> [EXERCISE DIRECTIONS] Everything from the line with "Where can the forested" to the end of the data should be restated word for word, and nothing before it.

> [Dataset rows on where objects appear]
——
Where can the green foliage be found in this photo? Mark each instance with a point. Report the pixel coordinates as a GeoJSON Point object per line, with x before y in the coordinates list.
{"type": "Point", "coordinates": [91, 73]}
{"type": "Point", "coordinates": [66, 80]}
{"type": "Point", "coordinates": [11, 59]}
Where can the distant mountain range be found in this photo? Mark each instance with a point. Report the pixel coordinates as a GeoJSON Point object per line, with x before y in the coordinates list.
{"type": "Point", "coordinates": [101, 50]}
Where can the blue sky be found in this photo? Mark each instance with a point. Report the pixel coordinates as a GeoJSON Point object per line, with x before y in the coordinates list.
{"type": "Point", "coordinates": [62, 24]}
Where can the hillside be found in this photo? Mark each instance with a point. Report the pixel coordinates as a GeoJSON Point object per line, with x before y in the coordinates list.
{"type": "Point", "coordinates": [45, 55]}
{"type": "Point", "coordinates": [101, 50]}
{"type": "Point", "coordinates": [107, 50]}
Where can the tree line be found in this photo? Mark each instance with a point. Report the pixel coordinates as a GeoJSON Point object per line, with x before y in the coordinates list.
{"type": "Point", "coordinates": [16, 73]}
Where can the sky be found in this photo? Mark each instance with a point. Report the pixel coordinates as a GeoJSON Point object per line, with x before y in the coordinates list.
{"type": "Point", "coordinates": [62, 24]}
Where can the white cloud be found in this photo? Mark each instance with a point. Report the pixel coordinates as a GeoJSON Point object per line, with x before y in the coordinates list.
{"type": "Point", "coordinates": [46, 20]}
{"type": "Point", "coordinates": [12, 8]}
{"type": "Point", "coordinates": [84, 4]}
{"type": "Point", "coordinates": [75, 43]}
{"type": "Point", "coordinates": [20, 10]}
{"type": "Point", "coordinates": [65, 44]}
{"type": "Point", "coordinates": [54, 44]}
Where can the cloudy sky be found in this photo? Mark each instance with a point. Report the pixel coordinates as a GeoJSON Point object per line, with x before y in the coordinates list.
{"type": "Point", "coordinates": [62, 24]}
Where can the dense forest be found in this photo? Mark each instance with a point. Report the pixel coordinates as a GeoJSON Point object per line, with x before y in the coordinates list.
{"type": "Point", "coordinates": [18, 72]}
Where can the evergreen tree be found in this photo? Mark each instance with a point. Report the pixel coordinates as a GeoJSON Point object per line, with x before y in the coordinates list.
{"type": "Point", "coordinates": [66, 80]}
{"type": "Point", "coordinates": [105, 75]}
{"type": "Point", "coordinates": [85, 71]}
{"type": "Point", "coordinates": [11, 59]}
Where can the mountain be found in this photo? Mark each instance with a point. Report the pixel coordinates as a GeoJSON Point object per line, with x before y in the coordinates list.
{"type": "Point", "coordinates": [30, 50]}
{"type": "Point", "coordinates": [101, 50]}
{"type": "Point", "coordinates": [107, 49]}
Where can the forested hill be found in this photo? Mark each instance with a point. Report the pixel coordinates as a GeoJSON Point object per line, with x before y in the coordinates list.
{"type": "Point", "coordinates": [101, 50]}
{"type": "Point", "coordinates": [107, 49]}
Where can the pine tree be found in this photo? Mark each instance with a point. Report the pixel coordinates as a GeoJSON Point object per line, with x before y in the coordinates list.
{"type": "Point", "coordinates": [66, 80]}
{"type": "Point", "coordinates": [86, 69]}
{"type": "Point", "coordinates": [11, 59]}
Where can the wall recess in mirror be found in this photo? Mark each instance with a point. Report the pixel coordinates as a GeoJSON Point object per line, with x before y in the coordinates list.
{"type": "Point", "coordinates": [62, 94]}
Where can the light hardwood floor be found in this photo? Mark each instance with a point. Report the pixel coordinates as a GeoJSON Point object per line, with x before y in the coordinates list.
——
> [REPLY TO THE TASK]
Where can the forested hill be found in this photo? Mark each instance with a point. Report the pixel coordinates as a GeoJSON Point object per line, with x before y in the coordinates list.
{"type": "Point", "coordinates": [101, 50]}
{"type": "Point", "coordinates": [107, 49]}
Where can the pine tree be found in this photo? Mark each instance with a point. Report the pixel coordinates as a GeoJSON Point object per line, with x before y in the coordinates list.
{"type": "Point", "coordinates": [66, 80]}
{"type": "Point", "coordinates": [86, 69]}
{"type": "Point", "coordinates": [11, 59]}
Where can the wall recess in mirror be found in this photo? Mark each instance with a point. Report the pixel coordinates as a GeoJSON Point object per line, with x before y in the coordinates list.
{"type": "Point", "coordinates": [62, 94]}
Where can the light hardwood floor be found in this photo? Mark each instance with a point. Report the pixel coordinates as a GeoJSON Point object per line, with x before y in the coordinates list.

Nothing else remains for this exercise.